Dataset excerpts:
——
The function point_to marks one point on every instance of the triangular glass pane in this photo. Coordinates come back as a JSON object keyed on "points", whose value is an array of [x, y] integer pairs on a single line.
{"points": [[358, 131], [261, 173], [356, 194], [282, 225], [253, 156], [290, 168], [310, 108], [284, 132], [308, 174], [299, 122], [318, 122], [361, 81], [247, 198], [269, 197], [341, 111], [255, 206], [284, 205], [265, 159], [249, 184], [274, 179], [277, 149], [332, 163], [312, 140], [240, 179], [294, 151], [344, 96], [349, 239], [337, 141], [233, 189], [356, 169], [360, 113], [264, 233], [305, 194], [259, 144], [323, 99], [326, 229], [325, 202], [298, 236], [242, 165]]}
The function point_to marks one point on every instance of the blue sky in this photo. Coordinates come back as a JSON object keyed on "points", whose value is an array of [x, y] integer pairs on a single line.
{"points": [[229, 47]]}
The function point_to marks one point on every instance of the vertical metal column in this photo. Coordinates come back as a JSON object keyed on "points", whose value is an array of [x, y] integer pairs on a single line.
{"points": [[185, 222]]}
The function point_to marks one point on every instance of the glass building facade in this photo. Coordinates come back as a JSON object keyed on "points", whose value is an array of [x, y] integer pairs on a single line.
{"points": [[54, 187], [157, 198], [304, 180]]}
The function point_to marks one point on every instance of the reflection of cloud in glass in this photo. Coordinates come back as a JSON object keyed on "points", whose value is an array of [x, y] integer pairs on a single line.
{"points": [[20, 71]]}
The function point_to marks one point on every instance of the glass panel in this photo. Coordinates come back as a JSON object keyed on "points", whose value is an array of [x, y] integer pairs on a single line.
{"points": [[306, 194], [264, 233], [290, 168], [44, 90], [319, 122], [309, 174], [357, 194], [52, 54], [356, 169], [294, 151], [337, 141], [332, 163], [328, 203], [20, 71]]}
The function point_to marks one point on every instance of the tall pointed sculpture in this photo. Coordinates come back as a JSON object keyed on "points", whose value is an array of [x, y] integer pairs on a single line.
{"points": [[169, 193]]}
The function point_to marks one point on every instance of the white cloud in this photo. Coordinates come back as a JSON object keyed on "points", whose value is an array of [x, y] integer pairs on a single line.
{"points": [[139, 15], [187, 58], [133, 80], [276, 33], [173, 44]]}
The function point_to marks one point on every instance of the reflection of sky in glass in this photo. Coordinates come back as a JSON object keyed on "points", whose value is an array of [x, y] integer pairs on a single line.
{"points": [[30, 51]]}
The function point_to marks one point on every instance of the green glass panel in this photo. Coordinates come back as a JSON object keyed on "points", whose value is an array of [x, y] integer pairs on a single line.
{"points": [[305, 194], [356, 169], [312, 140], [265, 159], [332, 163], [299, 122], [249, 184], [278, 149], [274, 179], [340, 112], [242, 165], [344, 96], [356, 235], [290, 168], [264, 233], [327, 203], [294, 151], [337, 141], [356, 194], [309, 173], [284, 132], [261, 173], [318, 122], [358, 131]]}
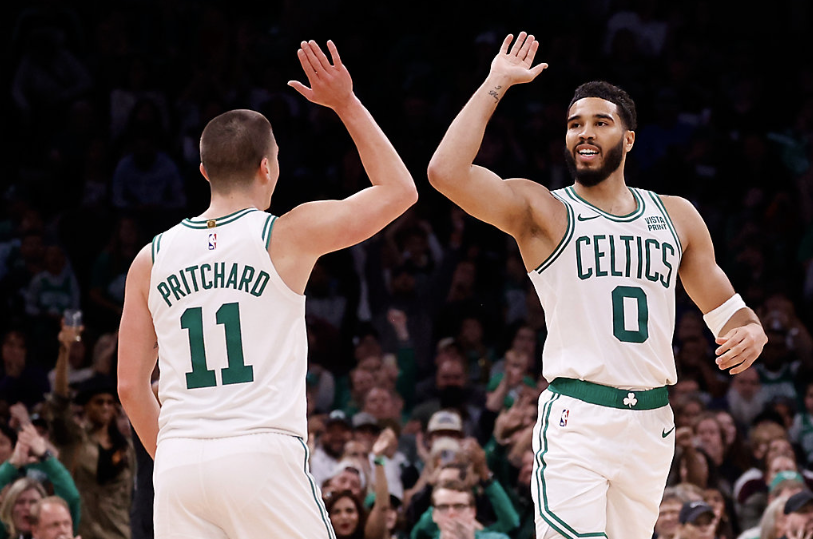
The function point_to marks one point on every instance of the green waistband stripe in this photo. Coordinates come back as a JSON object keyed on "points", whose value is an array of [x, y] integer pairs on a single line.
{"points": [[611, 397], [319, 503], [555, 522]]}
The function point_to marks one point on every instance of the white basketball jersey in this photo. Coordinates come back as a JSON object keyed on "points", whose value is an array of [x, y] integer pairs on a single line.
——
TASK OBJECTIVE: The data above must be given again in full and unaltered, minus its images.

SOLUTION TO THIS PROBLEM:
The function point_to marks one point on every instance of the triangular glass pane in this photo. Coordinates come back as a JSON object keyed on "points", whose value is an array of [x, y] integer pairs on a single line.
{"points": [[358, 131], [261, 173], [356, 194], [282, 225], [253, 156], [290, 168], [310, 108], [284, 132], [308, 174], [299, 122], [318, 122], [361, 81], [247, 198], [269, 197], [341, 111], [255, 206], [284, 205], [265, 159], [249, 184], [274, 179], [277, 149], [332, 163], [312, 140], [240, 179], [294, 151], [344, 96], [349, 239], [337, 141], [233, 189], [356, 169], [360, 113], [264, 233], [305, 194], [259, 144], [323, 99], [326, 229], [325, 202], [298, 236], [242, 165]]}
The function point_to marks one point on every instance of the blue sky in this photo. Coordinates come back as a JSON object keyed on "points", whose value is an array of [x, y] integer pairs on a single line.
{"points": [[229, 47]]}
The function point_to marks one point on every instance of the vertical metal column in this photo. Coordinates come back as a JSON object keyed on "points", whose value is an array of [x, y] integer pairs on a single line.
{"points": [[185, 222]]}
The function point_to marks one point on every instance of the glass building facade in this photo. Coordinates come back as a JSON object keyed on "points", whose value is an array of [x, y] integer pairs on a single line.
{"points": [[54, 187], [157, 198], [304, 180]]}
The function point_to marks one point on every instance of the reflection of cloud in glass in this photo. Coordinates come back as a JSON object keyed on "points", whose value is an array of [x, y] integer pairs on a single line.
{"points": [[20, 71]]}
The function point_to marks one point on every instance of the glass panel in this photo. Coordinates come back as a JSON object keyed on "points", whose value is an array of [x, y] integer pairs on a single line.
{"points": [[306, 194], [264, 233], [290, 168], [44, 90], [319, 122], [309, 174], [357, 194], [52, 54], [356, 169], [294, 151], [337, 141], [332, 163], [328, 203], [20, 71]]}
The function point_to marks one point on every instance of the tall pointed sculpture in this photo. Coordinates come back as a JSON object keyed on "points", whose value is an array of [x, y] integer pairs on a single line.
{"points": [[169, 193]]}
The function point_to marks one point on every instance of the white cloud in this photo. Coordinates come back as a JSON object keyed on "points", whose value is an array of [x, y] integer pairs on a single line.
{"points": [[139, 15], [187, 58], [133, 80], [276, 33], [173, 44]]}
The function point_to marks one point on every instance of the reflection of sky in glass in this photo. Coordinates come back as a JSON object keyed on "points", whose value is an array of [x, y] integer pairs on a single line.
{"points": [[30, 51]]}
The function point_to marks one point on every instance of the green glass panel in this photo. Coordinates come back as a JSON object keyed on "points", whose value is an array of [x, y] integer pairs on a single line.
{"points": [[305, 194], [356, 169], [312, 140], [265, 159], [332, 163], [299, 122], [249, 184], [278, 149], [274, 179], [340, 112], [242, 165], [344, 96], [356, 235], [290, 168], [264, 233], [327, 203], [294, 151], [337, 141], [356, 194], [309, 173], [284, 132], [261, 173], [318, 122], [358, 131]]}
The function point_to marks one point on every instance of the green waistband stripe in this photo. Coordinates come back as a JSON object keyed on "points", whose value is an array of [x, y] integer pairs on a single line.
{"points": [[611, 397], [319, 503], [555, 522]]}
The function point_to marks one point on every instance of the white basketball jersey in this photo. Coordinates come back as a JSON object keyed on "points", whose value is an array of [x, y] integer pairs on a single line.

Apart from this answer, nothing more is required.